» **Requirement**
Reproduce the lines below from the one that contains "Check that each instance of the rear" through the end, inclusive, and add nothing.

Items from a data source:
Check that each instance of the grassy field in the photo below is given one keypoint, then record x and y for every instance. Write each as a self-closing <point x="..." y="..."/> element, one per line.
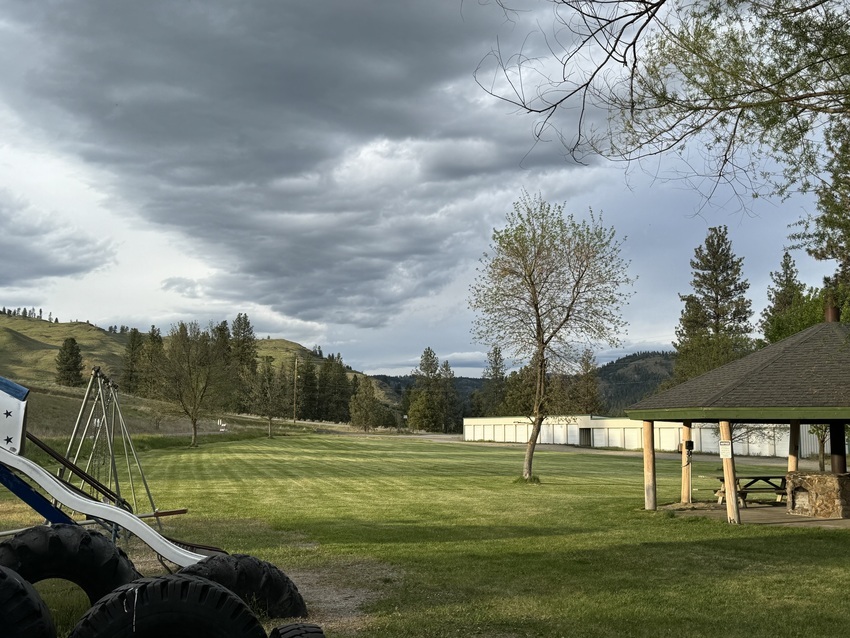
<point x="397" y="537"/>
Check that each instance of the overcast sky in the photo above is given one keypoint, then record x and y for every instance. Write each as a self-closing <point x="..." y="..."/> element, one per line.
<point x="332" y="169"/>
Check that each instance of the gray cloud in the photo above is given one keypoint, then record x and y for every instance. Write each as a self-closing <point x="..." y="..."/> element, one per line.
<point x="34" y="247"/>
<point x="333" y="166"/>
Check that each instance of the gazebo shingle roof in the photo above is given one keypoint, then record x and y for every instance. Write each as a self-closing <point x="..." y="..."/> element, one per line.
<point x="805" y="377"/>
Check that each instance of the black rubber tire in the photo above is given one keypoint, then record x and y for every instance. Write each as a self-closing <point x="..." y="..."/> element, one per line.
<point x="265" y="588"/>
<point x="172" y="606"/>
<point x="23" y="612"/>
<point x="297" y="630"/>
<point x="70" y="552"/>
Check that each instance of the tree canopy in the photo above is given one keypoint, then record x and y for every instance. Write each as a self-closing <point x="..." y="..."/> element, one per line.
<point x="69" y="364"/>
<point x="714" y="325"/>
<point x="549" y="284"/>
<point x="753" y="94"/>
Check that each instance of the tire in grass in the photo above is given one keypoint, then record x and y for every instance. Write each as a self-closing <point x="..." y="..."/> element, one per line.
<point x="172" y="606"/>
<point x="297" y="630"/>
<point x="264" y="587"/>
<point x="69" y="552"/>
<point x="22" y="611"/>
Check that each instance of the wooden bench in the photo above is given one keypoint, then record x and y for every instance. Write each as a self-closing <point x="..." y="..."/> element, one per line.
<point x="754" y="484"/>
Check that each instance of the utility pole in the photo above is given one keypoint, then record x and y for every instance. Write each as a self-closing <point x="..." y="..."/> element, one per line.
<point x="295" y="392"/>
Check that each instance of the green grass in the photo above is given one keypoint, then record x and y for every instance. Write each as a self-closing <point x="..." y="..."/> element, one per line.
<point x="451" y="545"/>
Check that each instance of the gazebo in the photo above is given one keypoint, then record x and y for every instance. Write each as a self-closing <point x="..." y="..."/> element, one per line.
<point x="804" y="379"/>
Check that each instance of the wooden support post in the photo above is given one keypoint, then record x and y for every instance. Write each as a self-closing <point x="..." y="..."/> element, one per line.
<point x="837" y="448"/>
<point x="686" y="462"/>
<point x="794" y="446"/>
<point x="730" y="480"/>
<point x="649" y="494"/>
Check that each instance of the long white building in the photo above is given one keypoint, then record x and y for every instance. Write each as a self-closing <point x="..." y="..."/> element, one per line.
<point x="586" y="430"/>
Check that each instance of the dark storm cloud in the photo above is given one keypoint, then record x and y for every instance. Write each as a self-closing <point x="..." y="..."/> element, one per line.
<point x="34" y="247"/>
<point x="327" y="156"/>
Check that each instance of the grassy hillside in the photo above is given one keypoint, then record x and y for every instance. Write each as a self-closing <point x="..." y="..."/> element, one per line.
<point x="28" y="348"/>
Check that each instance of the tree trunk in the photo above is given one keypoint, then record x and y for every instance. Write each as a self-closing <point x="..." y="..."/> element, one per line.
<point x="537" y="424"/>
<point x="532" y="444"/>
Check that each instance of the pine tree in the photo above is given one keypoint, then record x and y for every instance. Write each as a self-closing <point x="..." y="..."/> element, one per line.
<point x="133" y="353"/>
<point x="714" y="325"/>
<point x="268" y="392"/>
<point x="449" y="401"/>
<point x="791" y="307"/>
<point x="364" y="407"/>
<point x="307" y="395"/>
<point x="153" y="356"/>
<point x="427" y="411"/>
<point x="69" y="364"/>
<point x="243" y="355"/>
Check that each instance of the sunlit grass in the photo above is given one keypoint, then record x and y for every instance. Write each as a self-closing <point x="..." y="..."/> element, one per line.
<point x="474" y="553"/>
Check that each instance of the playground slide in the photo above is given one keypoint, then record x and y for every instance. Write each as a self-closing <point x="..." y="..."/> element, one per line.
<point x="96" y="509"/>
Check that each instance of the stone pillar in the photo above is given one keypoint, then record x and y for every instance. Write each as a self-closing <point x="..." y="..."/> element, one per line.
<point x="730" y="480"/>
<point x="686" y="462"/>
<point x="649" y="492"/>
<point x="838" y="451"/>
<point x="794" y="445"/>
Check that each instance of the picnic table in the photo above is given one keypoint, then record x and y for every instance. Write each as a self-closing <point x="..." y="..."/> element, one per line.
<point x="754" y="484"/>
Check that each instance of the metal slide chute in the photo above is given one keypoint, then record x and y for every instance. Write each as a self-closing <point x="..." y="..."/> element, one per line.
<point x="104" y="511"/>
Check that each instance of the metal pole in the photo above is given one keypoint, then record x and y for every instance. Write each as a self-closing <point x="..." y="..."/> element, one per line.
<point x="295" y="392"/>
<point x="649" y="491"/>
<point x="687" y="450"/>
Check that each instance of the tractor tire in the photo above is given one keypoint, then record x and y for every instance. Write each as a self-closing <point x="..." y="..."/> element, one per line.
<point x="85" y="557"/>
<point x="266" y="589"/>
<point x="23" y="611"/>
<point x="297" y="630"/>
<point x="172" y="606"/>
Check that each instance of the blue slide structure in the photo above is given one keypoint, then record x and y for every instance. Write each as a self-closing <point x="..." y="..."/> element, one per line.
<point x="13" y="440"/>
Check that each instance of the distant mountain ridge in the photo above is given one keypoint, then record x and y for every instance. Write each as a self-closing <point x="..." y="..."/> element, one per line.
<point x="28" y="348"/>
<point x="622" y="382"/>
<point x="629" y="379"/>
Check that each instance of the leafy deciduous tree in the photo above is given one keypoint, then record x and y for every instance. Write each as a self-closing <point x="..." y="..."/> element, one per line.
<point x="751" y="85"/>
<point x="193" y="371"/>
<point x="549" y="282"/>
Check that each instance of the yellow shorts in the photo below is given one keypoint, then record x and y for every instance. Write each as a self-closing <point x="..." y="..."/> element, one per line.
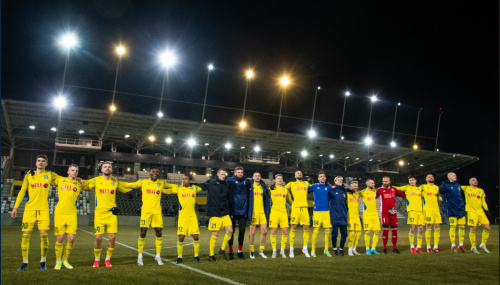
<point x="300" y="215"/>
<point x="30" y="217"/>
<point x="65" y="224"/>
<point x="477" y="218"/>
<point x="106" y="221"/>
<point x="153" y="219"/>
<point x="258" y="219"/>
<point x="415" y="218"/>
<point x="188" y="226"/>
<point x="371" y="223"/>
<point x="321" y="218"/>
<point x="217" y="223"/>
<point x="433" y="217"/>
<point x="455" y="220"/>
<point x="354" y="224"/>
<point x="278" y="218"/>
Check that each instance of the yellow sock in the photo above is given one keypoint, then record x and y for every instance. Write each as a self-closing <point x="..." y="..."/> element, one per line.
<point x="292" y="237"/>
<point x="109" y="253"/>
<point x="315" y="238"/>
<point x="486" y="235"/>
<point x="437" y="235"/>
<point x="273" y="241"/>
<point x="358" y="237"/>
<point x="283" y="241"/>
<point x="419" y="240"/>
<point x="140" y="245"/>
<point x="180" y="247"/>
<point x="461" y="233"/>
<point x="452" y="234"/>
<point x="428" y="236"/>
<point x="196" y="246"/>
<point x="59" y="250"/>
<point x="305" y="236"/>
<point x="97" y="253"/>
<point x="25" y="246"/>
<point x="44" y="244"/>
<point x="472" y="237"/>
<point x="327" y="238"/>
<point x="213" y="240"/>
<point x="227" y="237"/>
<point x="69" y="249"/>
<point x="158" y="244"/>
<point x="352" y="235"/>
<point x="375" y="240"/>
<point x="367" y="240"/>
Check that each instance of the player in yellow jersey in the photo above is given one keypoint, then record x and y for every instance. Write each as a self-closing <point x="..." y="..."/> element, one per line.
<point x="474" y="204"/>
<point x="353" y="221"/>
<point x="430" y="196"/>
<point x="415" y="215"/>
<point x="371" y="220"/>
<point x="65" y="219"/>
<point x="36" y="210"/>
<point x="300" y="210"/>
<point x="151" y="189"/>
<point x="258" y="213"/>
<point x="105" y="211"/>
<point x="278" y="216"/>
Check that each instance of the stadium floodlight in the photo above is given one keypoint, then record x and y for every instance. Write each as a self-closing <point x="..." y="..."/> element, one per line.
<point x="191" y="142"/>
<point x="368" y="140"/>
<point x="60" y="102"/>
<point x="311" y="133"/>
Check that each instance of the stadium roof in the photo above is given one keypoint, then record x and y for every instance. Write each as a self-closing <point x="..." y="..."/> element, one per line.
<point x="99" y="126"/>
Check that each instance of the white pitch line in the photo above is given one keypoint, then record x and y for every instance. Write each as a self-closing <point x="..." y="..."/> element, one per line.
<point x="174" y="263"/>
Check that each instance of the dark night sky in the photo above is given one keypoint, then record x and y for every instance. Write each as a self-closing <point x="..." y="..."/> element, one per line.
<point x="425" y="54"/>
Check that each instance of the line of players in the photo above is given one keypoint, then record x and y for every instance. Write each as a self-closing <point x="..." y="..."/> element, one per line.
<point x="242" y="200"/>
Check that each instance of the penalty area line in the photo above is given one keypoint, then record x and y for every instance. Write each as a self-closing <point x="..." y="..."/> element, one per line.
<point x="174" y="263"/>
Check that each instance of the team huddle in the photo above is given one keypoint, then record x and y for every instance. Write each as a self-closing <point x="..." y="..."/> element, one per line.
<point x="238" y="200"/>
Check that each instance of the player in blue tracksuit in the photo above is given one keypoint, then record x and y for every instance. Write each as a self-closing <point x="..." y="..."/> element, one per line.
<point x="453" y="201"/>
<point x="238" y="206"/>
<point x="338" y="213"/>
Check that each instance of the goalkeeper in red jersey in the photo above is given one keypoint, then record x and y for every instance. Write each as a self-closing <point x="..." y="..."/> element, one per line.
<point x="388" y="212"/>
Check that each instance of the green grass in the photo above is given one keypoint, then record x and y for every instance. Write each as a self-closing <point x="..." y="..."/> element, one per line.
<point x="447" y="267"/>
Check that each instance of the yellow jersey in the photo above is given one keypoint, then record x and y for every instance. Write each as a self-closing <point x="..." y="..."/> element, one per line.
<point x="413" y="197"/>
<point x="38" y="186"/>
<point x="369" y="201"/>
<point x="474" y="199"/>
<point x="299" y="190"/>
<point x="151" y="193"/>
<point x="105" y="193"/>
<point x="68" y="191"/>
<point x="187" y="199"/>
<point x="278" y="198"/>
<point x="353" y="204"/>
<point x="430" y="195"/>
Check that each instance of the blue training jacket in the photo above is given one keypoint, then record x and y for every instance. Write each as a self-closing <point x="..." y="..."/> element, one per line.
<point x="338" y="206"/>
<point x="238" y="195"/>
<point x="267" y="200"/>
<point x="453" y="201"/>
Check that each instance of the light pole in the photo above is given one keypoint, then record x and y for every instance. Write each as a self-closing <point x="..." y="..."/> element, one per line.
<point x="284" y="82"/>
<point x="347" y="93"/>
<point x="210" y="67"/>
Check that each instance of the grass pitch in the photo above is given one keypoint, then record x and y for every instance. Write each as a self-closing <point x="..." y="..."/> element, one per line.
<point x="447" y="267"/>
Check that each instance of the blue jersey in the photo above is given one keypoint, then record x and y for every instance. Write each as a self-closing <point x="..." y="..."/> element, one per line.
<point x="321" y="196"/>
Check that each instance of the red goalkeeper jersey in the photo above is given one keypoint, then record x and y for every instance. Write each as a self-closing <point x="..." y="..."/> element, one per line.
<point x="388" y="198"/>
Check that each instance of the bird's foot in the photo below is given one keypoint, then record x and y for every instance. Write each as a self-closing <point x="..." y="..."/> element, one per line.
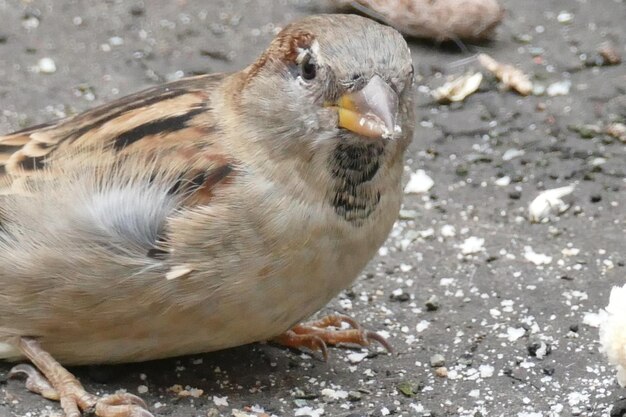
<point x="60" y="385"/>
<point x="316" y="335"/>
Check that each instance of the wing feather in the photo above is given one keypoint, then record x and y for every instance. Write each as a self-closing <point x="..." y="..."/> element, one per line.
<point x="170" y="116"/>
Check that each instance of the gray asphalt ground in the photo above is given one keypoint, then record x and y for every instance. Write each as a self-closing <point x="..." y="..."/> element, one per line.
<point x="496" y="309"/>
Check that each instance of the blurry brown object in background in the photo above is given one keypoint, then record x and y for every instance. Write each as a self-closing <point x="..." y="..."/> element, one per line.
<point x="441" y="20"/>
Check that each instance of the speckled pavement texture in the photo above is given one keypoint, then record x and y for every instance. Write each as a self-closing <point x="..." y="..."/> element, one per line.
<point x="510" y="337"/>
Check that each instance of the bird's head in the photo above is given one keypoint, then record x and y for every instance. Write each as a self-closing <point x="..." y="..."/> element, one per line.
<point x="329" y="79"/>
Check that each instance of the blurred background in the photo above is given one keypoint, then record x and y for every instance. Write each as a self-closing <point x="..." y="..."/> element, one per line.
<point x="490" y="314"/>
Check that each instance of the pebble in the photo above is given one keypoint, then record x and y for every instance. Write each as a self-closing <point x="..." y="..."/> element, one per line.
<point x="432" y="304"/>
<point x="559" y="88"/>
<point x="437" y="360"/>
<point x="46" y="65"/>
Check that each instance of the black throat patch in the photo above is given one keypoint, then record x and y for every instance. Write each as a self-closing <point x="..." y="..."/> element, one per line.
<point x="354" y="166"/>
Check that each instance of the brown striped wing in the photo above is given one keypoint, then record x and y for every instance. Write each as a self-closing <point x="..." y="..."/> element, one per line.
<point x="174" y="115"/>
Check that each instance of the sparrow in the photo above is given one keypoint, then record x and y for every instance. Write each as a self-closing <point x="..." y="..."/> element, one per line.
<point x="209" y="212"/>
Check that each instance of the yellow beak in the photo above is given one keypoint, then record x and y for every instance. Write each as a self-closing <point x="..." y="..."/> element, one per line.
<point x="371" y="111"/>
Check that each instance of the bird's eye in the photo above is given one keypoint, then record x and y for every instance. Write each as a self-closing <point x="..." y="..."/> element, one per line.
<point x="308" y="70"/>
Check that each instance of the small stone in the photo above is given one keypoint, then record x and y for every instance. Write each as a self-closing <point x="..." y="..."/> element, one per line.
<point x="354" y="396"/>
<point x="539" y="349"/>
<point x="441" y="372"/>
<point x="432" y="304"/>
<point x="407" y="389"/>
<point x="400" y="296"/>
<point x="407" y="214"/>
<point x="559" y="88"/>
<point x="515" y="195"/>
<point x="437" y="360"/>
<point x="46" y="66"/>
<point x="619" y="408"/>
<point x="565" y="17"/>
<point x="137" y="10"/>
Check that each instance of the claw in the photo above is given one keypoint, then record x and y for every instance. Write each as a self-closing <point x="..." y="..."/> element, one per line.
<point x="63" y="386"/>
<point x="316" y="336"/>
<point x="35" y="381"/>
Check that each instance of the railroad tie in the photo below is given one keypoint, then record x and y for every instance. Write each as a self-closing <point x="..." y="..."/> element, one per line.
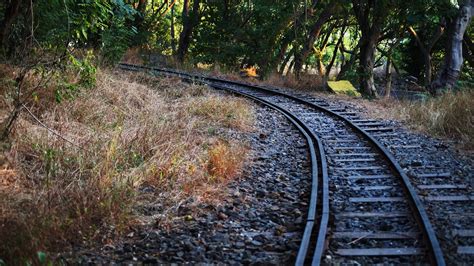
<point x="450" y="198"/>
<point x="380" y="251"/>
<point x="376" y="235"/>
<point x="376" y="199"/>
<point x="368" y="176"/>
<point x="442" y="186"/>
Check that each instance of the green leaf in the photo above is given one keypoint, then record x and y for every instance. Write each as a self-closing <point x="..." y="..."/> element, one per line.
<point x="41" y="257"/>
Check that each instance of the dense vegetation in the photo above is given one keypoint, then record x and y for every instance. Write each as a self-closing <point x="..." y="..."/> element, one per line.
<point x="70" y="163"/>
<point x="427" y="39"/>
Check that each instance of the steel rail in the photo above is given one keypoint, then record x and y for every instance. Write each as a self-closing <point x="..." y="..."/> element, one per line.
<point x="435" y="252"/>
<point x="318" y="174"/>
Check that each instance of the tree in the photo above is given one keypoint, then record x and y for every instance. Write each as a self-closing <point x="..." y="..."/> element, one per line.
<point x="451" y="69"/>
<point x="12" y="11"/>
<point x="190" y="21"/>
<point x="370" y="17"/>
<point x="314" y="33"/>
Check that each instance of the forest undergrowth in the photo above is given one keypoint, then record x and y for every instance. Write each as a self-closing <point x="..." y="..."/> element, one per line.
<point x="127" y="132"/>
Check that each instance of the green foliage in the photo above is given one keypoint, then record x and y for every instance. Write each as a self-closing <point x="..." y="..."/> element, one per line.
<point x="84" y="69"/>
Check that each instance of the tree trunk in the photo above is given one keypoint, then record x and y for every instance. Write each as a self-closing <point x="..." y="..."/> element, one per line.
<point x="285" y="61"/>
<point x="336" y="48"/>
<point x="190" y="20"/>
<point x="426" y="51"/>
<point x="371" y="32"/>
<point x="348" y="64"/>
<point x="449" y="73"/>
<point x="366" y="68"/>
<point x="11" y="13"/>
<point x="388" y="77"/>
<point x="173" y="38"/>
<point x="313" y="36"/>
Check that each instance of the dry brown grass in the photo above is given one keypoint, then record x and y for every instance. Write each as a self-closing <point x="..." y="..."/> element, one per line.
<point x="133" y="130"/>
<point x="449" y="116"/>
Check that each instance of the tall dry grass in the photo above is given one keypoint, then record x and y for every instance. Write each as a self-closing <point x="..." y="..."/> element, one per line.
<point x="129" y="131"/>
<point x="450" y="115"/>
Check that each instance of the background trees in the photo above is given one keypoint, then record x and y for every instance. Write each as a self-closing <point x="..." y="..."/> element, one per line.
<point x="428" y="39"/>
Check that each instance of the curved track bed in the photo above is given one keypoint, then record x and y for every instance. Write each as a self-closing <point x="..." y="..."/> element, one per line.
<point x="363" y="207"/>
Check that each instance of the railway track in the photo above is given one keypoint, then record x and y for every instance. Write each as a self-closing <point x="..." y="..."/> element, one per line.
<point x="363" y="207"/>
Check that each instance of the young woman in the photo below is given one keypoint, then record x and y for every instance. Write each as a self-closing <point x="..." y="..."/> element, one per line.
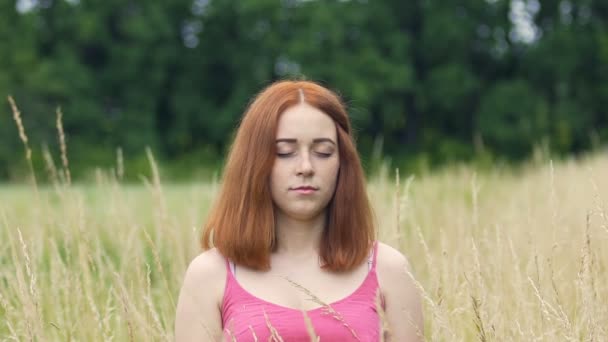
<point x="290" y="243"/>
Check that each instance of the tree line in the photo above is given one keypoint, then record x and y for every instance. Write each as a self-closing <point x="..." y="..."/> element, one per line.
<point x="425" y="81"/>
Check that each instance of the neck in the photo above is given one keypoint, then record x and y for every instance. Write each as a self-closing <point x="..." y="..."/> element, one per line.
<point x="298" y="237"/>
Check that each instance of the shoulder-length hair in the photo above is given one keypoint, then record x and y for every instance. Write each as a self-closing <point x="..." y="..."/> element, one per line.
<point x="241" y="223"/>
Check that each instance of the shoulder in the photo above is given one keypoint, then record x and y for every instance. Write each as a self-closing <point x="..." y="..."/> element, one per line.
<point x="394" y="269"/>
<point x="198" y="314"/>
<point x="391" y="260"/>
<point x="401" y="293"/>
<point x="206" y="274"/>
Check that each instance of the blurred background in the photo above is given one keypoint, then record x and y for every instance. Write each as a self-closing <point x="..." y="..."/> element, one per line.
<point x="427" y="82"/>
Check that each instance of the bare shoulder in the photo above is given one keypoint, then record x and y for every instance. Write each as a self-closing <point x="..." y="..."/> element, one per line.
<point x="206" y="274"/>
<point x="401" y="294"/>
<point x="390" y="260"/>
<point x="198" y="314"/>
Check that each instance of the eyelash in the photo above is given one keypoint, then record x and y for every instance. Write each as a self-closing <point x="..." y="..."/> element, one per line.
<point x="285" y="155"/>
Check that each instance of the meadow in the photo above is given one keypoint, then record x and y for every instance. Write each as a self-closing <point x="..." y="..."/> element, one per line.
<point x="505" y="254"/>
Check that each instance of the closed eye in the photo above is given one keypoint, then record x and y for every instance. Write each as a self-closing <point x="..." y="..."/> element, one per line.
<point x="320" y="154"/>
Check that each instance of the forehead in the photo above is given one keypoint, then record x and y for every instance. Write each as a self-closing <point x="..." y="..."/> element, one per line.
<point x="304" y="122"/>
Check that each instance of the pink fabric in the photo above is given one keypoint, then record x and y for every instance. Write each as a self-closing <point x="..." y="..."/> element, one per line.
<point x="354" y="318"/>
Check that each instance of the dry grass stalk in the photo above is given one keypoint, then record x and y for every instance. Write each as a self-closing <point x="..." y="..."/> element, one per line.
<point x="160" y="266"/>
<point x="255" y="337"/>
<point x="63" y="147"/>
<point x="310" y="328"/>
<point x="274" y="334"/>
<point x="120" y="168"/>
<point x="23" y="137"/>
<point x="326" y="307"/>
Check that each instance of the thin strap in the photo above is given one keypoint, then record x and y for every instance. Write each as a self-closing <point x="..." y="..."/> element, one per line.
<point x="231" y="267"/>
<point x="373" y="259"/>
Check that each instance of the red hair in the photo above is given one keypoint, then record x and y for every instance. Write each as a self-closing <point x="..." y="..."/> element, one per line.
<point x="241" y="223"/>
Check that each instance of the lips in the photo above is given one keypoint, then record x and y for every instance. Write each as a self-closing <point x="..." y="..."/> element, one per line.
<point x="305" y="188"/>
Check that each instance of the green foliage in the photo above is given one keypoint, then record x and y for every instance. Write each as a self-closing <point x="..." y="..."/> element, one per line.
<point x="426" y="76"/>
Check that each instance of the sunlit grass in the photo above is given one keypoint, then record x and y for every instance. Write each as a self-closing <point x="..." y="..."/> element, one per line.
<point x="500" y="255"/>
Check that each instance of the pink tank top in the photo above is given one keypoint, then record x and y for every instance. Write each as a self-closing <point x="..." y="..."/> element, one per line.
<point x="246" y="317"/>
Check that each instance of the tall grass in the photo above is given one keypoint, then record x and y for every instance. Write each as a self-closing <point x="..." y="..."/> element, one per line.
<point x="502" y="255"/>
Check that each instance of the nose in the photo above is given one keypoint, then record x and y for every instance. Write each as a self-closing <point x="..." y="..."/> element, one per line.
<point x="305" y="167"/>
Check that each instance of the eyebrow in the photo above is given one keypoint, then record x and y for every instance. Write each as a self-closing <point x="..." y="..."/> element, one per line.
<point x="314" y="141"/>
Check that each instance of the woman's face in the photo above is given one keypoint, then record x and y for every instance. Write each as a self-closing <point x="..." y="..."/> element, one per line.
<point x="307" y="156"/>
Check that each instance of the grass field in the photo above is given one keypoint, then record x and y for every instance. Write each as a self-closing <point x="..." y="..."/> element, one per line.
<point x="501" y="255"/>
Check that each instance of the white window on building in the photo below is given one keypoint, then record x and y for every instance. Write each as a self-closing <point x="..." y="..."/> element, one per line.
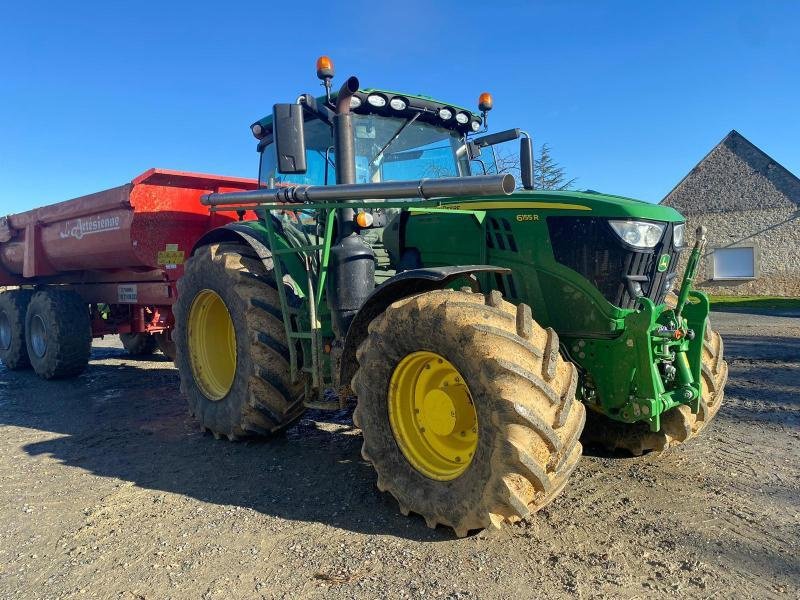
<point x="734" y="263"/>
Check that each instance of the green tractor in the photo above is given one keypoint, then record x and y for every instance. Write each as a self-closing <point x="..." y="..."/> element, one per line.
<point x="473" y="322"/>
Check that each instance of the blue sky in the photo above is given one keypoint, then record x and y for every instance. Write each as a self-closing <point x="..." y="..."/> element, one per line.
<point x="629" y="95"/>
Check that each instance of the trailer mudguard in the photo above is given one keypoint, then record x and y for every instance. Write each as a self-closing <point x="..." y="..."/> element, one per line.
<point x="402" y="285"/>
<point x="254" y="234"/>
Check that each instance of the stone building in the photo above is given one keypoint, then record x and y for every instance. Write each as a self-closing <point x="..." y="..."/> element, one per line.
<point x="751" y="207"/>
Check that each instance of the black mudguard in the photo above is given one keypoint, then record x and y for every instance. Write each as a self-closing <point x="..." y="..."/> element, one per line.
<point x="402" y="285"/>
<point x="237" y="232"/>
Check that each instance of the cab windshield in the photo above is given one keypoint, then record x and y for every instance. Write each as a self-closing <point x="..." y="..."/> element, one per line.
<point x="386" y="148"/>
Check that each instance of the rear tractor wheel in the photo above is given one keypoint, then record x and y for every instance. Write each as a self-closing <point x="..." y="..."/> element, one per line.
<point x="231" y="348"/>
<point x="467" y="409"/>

» **Problem solution**
Check that each instance of the rear tractor wheel in the photo above is given one keypoint, then record x and y for every instance. Write each as a self-closing <point x="..." y="..."/> element, one per line.
<point x="231" y="348"/>
<point x="467" y="409"/>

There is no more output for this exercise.